Requirements:
Return the lines below unchanged.

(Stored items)

--- BEGIN ---

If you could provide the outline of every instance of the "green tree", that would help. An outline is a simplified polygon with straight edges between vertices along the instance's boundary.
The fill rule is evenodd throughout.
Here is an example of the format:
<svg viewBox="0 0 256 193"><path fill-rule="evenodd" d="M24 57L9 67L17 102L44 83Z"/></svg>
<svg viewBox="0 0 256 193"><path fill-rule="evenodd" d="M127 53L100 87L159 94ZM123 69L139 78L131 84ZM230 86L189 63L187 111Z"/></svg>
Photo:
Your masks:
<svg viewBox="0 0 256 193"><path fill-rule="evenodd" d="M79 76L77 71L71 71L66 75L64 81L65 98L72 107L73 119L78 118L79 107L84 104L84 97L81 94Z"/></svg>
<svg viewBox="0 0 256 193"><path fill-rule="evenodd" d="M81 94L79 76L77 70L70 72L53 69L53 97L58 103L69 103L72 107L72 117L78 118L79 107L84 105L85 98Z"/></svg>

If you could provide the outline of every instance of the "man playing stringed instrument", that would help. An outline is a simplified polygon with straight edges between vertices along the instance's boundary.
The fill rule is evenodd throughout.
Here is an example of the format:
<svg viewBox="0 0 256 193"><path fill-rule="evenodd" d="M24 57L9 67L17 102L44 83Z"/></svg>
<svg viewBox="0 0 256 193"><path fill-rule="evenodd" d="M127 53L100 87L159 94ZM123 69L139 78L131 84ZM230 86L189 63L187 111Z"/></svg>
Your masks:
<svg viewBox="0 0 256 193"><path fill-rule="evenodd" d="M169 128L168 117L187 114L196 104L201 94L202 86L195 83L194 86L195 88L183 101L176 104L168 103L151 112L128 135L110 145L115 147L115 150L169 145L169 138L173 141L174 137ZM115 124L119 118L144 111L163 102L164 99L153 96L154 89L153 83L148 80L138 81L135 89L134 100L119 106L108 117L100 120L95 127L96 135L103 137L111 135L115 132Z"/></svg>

--- END ---

Written response:
If you could provide the outline of every instance of the "green tree", that would help. An outline is a simplified polygon with straight edges between vertices along the instance's boundary.
The fill rule is evenodd throughout.
Here is an example of the format:
<svg viewBox="0 0 256 193"><path fill-rule="evenodd" d="M24 57L9 67L17 102L44 83Z"/></svg>
<svg viewBox="0 0 256 193"><path fill-rule="evenodd" d="M127 53L100 87L159 94ZM123 69L139 78L131 84ZM230 86L189 63L187 111Z"/></svg>
Photo:
Your masks:
<svg viewBox="0 0 256 193"><path fill-rule="evenodd" d="M79 76L77 71L71 71L66 75L64 81L65 98L72 107L73 119L78 118L79 107L84 104L84 97L81 94Z"/></svg>
<svg viewBox="0 0 256 193"><path fill-rule="evenodd" d="M81 94L79 76L77 70L70 72L53 69L53 97L58 103L69 103L72 107L72 117L78 118L79 107L84 105L85 98Z"/></svg>

If you could provide the outline of every instance of the "man playing stringed instrument", that would help. An outline is a simplified polygon with straight edges between vertices along the instance's boundary.
The fill rule is evenodd throughout.
Here is an example of the format:
<svg viewBox="0 0 256 193"><path fill-rule="evenodd" d="M24 57L9 67L17 102L44 83Z"/></svg>
<svg viewBox="0 0 256 193"><path fill-rule="evenodd" d="M127 53L100 87L159 94ZM123 69L139 78L131 84ZM230 86L189 63L187 111Z"/></svg>
Your masks:
<svg viewBox="0 0 256 193"><path fill-rule="evenodd" d="M169 128L168 117L187 114L196 104L201 94L202 86L195 83L194 86L195 88L183 101L176 104L168 103L151 112L128 135L110 145L115 147L115 150L169 145L169 138L173 141L174 137ZM115 124L119 118L144 111L163 102L164 99L153 96L154 89L153 83L148 80L138 81L135 89L134 100L119 106L108 117L100 120L95 127L96 135L103 137L111 135L115 132Z"/></svg>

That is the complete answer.